Copy each record below faithfully, leaving out images.

_Images for object localization_
#####
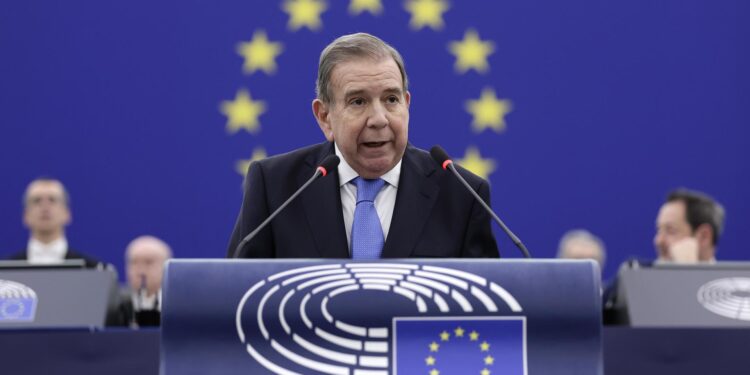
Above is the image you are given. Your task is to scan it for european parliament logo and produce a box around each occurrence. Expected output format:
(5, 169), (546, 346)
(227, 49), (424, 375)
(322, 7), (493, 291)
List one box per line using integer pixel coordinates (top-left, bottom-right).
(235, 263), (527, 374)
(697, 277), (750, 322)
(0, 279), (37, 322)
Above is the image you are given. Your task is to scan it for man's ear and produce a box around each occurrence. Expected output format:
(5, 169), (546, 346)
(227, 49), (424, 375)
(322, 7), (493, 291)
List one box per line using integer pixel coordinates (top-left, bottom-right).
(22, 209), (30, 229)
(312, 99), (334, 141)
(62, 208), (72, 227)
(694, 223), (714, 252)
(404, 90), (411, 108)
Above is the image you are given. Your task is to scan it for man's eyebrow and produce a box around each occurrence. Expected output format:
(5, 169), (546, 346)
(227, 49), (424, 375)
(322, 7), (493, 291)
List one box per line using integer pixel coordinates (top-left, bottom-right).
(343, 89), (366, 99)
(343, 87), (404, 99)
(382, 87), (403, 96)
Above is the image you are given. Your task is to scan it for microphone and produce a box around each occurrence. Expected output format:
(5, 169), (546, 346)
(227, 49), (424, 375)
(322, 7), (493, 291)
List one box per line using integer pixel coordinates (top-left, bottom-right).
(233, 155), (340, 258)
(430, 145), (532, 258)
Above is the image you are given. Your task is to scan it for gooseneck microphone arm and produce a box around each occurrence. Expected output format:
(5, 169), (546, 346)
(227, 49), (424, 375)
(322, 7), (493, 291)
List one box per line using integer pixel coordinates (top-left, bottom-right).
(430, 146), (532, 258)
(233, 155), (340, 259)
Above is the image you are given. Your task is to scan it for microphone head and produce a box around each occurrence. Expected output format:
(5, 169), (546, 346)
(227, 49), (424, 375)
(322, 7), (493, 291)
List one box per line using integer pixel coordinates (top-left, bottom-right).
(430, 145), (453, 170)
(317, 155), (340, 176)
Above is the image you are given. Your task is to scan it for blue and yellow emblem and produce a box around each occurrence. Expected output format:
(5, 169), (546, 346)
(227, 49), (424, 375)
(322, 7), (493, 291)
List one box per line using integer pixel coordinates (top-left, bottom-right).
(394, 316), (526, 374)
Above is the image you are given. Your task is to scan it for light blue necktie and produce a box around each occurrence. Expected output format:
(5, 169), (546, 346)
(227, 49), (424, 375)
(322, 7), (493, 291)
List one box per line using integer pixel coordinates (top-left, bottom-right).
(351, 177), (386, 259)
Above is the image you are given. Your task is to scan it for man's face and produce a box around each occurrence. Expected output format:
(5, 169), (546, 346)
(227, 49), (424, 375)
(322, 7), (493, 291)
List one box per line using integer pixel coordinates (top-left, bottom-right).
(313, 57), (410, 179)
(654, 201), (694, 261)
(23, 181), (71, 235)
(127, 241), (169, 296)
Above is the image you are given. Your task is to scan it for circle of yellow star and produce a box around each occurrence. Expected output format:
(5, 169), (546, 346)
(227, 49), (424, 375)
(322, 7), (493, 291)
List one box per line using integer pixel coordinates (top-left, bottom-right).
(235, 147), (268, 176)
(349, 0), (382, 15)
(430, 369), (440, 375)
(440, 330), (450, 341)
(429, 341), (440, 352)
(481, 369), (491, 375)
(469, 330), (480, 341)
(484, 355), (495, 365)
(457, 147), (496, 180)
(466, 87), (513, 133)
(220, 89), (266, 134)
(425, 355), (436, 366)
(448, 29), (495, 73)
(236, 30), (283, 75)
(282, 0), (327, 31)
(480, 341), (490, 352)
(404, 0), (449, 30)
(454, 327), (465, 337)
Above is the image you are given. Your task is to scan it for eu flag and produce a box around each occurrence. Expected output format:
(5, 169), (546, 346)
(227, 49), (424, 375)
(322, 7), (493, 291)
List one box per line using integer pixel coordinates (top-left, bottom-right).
#####
_ANSWER TO THIS EXERCISE_
Above is the image you are given. Your task is to scan it for european parliament logo and produce a box around each occurrence. Expected output format:
(5, 169), (546, 346)
(227, 49), (424, 375)
(322, 7), (493, 291)
List one box per line using integer pixel coordinates (top-left, bottom-right).
(235, 263), (527, 374)
(697, 277), (750, 322)
(0, 279), (37, 322)
Above is the image you are given. Your task is to scan it for man's ear and produce a box around each occurrence. Expected output format:
(5, 169), (546, 346)
(227, 49), (424, 375)
(322, 7), (493, 291)
List one box per line using integer pixel coordinates (top-left, bottom-right).
(22, 209), (30, 229)
(312, 99), (334, 141)
(62, 208), (72, 227)
(694, 223), (714, 252)
(404, 90), (411, 108)
Above is the image you are given. Your task is to scan it for man's eyebrow and produce a box around each occurrence. Expected output format:
(5, 169), (546, 346)
(227, 49), (424, 375)
(322, 7), (493, 291)
List one box per line using integer pixel coordinates (top-left, bottom-right).
(343, 89), (366, 99)
(343, 87), (404, 99)
(382, 87), (403, 96)
Above is the image you are given. Your task is to scan it for microphone and produce a box around each occurrence. Expected output format:
(5, 169), (546, 346)
(227, 49), (424, 375)
(322, 7), (493, 291)
List one box per line using integer pixel coordinates (top-left, bottom-right).
(233, 155), (340, 258)
(430, 145), (532, 258)
Above is the image you are given. Your task is to scan it for gooseneck microphone arm and produce a box around each occurrence. Expected output format:
(5, 169), (546, 346)
(227, 49), (424, 375)
(322, 7), (493, 291)
List one box per line using integer pixel coordinates (top-left, bottom-right).
(430, 146), (532, 258)
(233, 155), (340, 259)
Above is the image you are given. Your task is to scan it for microphone head and produce a box around each occurrence. Expected output format:
(5, 169), (546, 346)
(227, 49), (424, 375)
(322, 7), (493, 291)
List one box per line using integer pixel coordinates (top-left, bottom-right).
(430, 145), (453, 170)
(317, 155), (340, 176)
Above is the image you are given. Your task is to scan it for blue and yellow emblem and produce a box around each occurrence. Expected output format:
(5, 169), (546, 346)
(227, 49), (424, 375)
(322, 7), (493, 291)
List one box per line using integer pixel coordinates (top-left, bottom-right).
(394, 316), (526, 374)
Above is the image you are given. Your task is to scan it for light blue necktie and produce a box around each occurrence. Expected output format:
(5, 169), (546, 346)
(227, 49), (424, 375)
(322, 7), (493, 291)
List one box per line using integer pixel coordinates (top-left, bottom-right).
(351, 177), (386, 259)
Above is the image you are given. Your task is to scan it for man's face and produce a box around each occurrence. Expected output format:
(5, 169), (546, 346)
(227, 49), (424, 375)
(322, 7), (493, 291)
List one box per line using integer pixel coordinates (top-left, bottom-right).
(313, 57), (410, 179)
(654, 201), (694, 261)
(23, 181), (71, 235)
(127, 241), (169, 296)
Above is the image you are given. Your task is to scan it for circle of yellow star and produce a box around each occurrence. Expected output format:
(5, 169), (546, 346)
(227, 49), (424, 375)
(322, 7), (493, 291)
List one box per line using integer pixel coordinates (top-left, bottom-right).
(235, 147), (268, 176)
(349, 0), (382, 15)
(430, 369), (440, 375)
(440, 330), (450, 341)
(429, 341), (440, 352)
(481, 369), (491, 375)
(469, 330), (480, 341)
(484, 355), (495, 365)
(457, 147), (496, 180)
(466, 87), (513, 133)
(220, 89), (266, 134)
(425, 355), (436, 366)
(448, 29), (495, 73)
(236, 30), (283, 75)
(282, 0), (327, 31)
(480, 341), (490, 352)
(404, 0), (449, 30)
(454, 327), (465, 337)
Above is the image you are given. Your task is to scan it for eu flag and produce a box around each occurrence. Expected output format:
(5, 169), (546, 346)
(227, 49), (424, 375)
(322, 7), (493, 291)
List one box per line using integer pixel coordinates (top-left, bottom-right).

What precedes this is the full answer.